+++ Records shown

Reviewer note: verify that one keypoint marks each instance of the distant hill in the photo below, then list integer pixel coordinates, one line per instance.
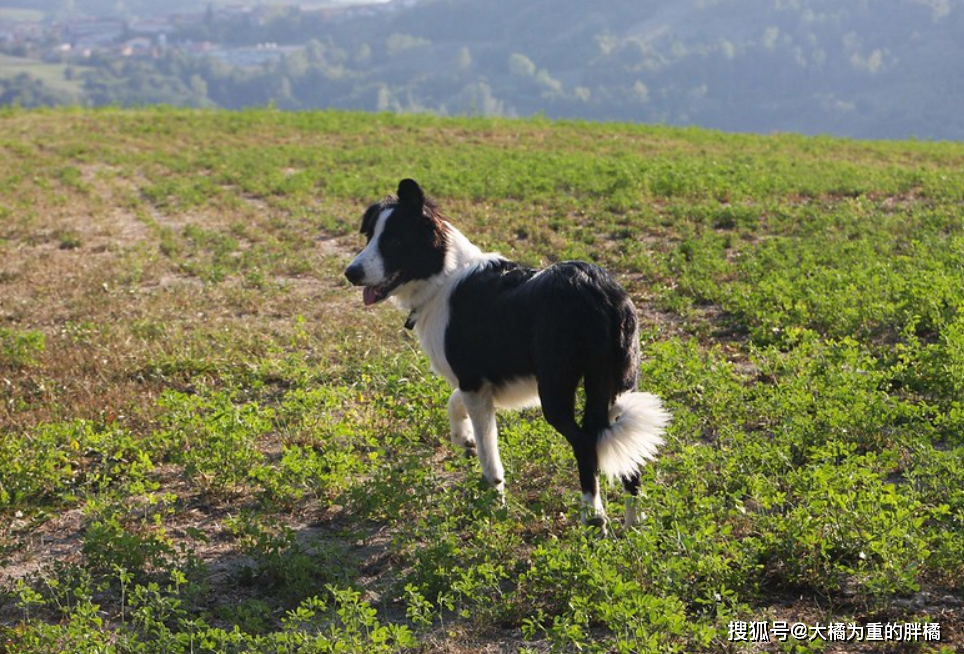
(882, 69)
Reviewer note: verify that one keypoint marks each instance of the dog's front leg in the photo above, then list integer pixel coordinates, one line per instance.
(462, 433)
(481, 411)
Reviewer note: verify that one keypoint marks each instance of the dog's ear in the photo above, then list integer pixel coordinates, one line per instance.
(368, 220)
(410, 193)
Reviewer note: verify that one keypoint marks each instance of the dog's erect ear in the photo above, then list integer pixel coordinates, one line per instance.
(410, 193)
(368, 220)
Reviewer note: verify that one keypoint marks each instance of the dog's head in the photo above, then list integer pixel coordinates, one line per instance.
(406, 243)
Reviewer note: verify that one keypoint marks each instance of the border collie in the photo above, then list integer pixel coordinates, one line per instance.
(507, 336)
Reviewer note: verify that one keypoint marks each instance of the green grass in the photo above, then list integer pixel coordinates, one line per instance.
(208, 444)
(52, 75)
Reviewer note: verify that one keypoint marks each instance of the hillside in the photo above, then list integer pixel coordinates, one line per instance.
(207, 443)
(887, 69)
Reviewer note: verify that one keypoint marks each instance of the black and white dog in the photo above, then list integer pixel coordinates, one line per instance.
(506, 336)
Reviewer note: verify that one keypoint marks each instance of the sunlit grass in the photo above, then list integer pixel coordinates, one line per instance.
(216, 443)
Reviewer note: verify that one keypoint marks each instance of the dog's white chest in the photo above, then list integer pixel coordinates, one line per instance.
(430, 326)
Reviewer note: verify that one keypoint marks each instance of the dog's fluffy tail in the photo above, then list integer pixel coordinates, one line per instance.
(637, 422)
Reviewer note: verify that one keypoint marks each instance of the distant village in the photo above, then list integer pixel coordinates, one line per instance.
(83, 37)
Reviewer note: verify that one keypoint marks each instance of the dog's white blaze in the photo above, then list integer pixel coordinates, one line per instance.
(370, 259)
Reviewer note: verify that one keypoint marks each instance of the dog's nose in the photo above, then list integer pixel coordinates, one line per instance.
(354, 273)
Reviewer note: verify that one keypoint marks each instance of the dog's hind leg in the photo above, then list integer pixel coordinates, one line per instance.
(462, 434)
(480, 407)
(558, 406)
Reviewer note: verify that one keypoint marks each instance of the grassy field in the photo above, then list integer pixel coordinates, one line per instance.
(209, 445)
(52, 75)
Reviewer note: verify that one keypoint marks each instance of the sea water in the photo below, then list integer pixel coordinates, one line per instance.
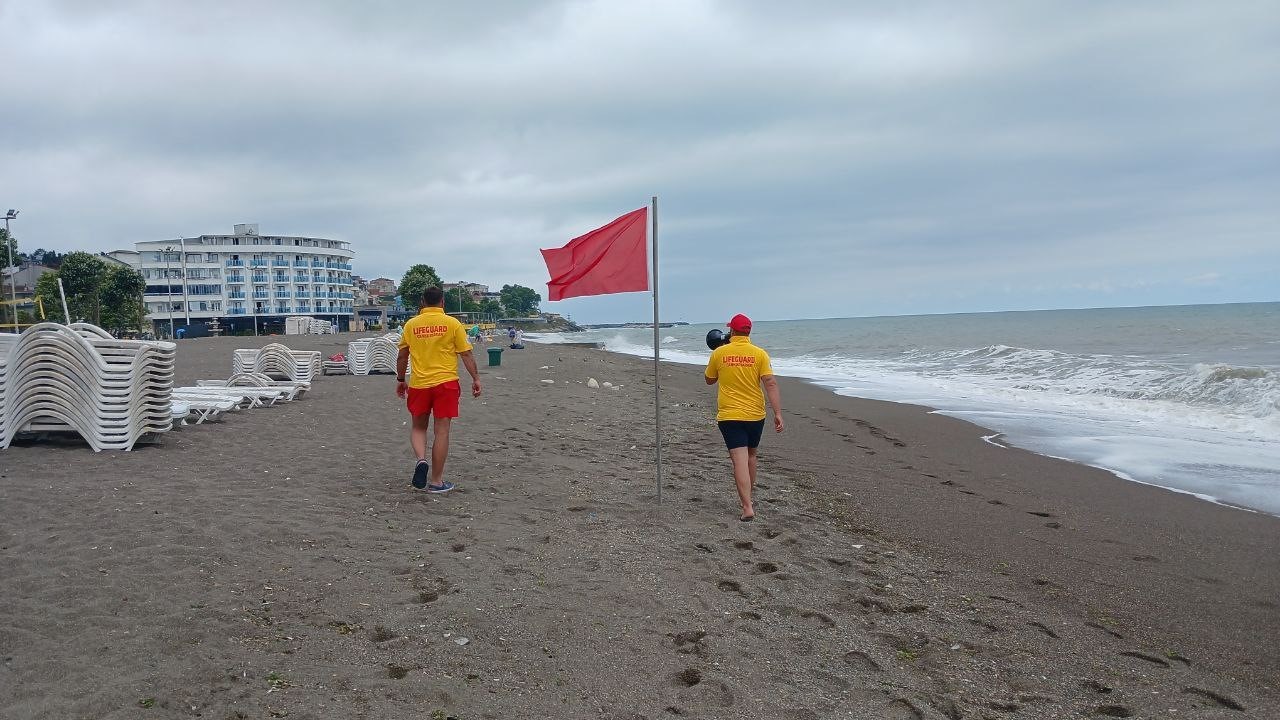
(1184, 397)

++++++

Reproduce verbatim the part of the records that opens with the line containing "of the grassy" and continues through the end of the records, with both the opening line and the final line included. Omit the pictures from your answer.

◆ **Result of the exercise**:
Reviewer note: verify that one keypoint marks each instance of the grassy field in the photo above, then list integer pixel coordinates, one line per instance.
(209, 445)
(52, 75)
Reviewer note: verify that one keypoint marks each instance of the sea water in the photo below, then list integer pixel coordinates, one line per instance.
(1184, 397)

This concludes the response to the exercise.